___ Extrait fourni ___

Le dossier de Noël : origines et évolutions d’une fête

Publié le 21 Décembre 2022

Les fêtes de fin d’année approchant à grands pas, j’ai jugé bon de délaisser un moment les articles de fond pour un programme plus léger et digeste, qui passera bien mieux entre le foie gras et la dinde. Aujourd’hui, vous en apprendrez plus sur Noël tel qu’il est fêté aux quatre coins du monde, à travers le prisme des langues étrangères. C’est donc parti pour un voyage en traîneau volant et tant pis si vous n’avez pas été sage cette année, je n’en dirai rien au Père Noël.

___

■ Défis:
**A)** Recopiez le passage de l'article sur Noël qui va de « Les fêtes de » à « au Père Noël. », en remplaçant « traîneau » par « tapis ».
**B)** Écrivez la suite de l'article sur Noël, en reprenant juste après sa dernière phrase.

___ Données enregistrées ___

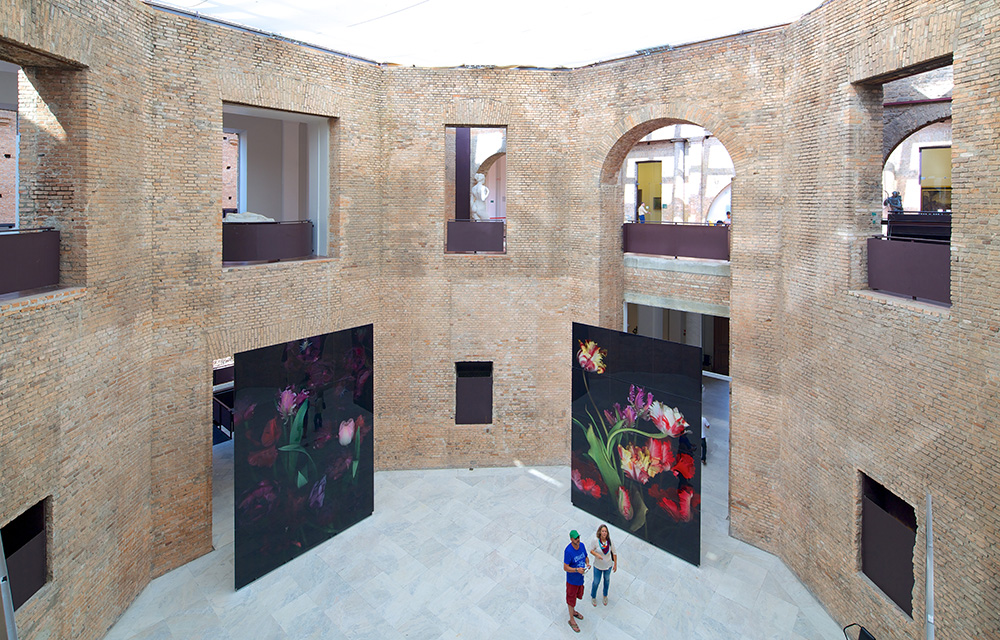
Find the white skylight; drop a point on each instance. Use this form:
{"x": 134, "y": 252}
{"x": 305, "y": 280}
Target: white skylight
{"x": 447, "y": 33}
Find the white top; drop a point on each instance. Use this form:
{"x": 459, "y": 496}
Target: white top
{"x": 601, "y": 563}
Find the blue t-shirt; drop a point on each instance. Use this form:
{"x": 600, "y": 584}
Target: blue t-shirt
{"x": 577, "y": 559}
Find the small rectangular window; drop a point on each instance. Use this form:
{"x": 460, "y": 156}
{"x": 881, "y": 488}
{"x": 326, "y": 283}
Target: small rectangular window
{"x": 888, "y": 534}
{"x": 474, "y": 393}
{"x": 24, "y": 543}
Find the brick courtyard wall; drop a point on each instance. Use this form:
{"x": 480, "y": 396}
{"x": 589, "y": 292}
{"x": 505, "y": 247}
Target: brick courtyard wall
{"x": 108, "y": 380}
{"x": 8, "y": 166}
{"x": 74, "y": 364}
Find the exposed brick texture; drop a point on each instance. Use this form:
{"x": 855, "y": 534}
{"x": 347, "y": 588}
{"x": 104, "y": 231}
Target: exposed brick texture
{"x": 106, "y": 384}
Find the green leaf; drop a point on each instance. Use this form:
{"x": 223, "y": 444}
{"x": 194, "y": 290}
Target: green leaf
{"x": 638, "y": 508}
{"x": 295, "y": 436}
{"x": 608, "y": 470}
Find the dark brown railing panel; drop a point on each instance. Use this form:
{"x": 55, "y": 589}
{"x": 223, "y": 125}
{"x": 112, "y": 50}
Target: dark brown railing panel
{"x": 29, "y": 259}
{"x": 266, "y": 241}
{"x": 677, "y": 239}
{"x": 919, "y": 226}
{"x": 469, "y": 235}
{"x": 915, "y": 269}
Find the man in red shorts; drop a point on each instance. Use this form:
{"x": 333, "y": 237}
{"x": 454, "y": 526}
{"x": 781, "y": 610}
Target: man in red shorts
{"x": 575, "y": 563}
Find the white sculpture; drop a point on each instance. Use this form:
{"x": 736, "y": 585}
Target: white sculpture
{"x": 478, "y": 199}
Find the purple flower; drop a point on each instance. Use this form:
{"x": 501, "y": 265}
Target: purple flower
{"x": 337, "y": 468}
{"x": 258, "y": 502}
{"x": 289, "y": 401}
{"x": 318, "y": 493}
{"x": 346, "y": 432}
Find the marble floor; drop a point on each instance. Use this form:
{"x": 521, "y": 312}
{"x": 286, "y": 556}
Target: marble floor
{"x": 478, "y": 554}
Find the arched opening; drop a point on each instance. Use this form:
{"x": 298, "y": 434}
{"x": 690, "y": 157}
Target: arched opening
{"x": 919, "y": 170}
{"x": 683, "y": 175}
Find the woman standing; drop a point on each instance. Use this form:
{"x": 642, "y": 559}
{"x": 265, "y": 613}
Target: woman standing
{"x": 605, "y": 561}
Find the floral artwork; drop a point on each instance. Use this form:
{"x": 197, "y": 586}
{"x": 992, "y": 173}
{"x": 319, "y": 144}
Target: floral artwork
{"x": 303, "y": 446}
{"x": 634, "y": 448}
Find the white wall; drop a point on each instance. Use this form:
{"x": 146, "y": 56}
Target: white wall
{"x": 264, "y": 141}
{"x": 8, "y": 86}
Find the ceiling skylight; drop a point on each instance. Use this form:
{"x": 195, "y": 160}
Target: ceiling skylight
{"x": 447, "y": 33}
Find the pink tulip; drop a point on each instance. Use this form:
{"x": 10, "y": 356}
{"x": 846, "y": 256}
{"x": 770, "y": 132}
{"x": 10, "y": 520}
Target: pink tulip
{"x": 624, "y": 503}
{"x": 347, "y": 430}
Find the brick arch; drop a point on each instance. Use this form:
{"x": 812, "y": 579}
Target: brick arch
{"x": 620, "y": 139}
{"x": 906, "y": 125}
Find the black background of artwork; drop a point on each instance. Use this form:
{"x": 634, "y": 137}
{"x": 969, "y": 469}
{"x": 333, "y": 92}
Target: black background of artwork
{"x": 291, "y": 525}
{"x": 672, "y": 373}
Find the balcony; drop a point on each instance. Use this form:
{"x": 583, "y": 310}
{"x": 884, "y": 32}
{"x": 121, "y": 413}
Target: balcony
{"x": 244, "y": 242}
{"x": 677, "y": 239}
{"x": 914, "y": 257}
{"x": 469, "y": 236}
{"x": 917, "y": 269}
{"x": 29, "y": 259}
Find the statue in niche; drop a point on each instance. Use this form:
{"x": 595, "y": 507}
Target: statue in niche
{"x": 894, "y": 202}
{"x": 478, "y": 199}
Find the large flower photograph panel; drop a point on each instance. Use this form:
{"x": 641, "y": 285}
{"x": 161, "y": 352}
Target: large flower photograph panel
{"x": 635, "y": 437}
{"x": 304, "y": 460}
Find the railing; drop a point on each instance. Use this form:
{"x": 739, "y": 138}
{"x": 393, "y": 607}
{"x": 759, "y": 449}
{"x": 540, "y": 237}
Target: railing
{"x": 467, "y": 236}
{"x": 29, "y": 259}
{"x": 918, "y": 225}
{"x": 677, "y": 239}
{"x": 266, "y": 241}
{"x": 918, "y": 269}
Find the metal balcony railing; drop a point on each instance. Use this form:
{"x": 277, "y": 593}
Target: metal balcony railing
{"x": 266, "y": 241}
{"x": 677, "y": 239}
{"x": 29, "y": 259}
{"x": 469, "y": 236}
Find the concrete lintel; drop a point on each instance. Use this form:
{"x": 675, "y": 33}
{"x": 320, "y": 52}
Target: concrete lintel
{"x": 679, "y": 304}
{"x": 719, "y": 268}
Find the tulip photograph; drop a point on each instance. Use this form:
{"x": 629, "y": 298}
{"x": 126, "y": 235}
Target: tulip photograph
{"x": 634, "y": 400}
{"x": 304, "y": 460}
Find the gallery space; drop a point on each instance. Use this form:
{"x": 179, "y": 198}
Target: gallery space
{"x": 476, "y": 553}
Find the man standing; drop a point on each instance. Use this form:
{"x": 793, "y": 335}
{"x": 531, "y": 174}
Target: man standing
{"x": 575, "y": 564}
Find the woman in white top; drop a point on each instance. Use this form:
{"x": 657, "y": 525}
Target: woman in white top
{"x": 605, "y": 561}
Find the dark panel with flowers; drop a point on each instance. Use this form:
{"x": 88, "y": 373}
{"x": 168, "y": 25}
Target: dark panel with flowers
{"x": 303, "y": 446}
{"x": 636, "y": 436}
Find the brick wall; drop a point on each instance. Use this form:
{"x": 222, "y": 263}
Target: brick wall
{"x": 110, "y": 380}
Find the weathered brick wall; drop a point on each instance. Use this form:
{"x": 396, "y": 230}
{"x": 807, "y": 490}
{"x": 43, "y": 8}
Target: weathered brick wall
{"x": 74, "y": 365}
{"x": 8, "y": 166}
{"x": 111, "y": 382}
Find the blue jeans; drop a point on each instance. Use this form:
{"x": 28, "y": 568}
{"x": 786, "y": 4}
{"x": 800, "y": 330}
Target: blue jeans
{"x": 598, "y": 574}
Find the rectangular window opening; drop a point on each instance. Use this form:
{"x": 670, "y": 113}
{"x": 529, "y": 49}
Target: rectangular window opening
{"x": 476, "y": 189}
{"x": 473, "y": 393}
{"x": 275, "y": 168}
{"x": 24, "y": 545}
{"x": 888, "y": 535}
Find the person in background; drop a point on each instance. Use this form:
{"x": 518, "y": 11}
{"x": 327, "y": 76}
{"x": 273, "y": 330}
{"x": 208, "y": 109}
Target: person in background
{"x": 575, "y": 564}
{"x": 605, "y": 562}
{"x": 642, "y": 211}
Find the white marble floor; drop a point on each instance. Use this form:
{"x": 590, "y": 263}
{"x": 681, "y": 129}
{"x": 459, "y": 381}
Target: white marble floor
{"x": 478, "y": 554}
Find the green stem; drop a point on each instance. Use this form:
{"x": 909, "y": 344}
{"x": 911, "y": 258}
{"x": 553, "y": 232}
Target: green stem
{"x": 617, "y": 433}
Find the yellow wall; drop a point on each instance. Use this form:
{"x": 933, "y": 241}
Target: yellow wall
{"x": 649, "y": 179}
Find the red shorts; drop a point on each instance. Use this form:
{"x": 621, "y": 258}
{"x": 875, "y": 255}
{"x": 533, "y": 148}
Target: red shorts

___

■ Corrigé de l'exercice:
**A)**
Les fêtes de fin d’année approchant à grands pas, j’ai jugé bon de délaisser un moment les articles de fond pour un programme plus léger et digeste, qui passera bien mieux entre le foie gras et la dinde. Aujourd’hui, vous en apprendrez plus sur Noël tel qu’il est fêté aux quatre coins du monde, à travers le prisme des langues étrangères. C’est donc parti pour un voyage en tapis volant et tant pis si vous n’avez pas été sage cette année, je n’en dirai rien au Père Noël.

**B)**
Noël, une fête aux multiples visages et aux origines complexes

La mondialisation et le cinéma hollywoodien ont donné de Noël une image uniforme : la veillée du 24 décembre, le Père Noël vêtu de rouge qui distribue aux enfants sages des cadeaux préparés par ses lutins, le traîneau aux neuf rennes, le sapin décoré de guirlandes, les huîtres et la bûche…

Pourtant, si on franchit les frontières de notre pays pour s’intéresser à la manière dont nos voisins fêtent Noël, on se rend compte qu’il existe une immense variété de rites et de traditions. Ensuite, si les éléments constitutifs de cette fête semblent immuables, il n’en est rien, bien au contraire : ils ont été amenés à évoluer au fil des siècles et ne se sont fixés que tardivement, il y a quelques décennies tout au plus.

Cet article présentera donc plusieurs anecdotes et en partira pour vous faire découvrir à la fois les origines de Noël et ses évolutions dans diverses sociétés. Blog sur les langues oblige, nous nous pencherons évidemment sur l’aspect linguistique : les mots nous révéleront énormément de facettes de cette fête que nous croyons si bien connaître.

« Joyeux Noël » dans les langues européennes (© Jakub Marian (overlay), Tindo – fotolia.com (blank map)).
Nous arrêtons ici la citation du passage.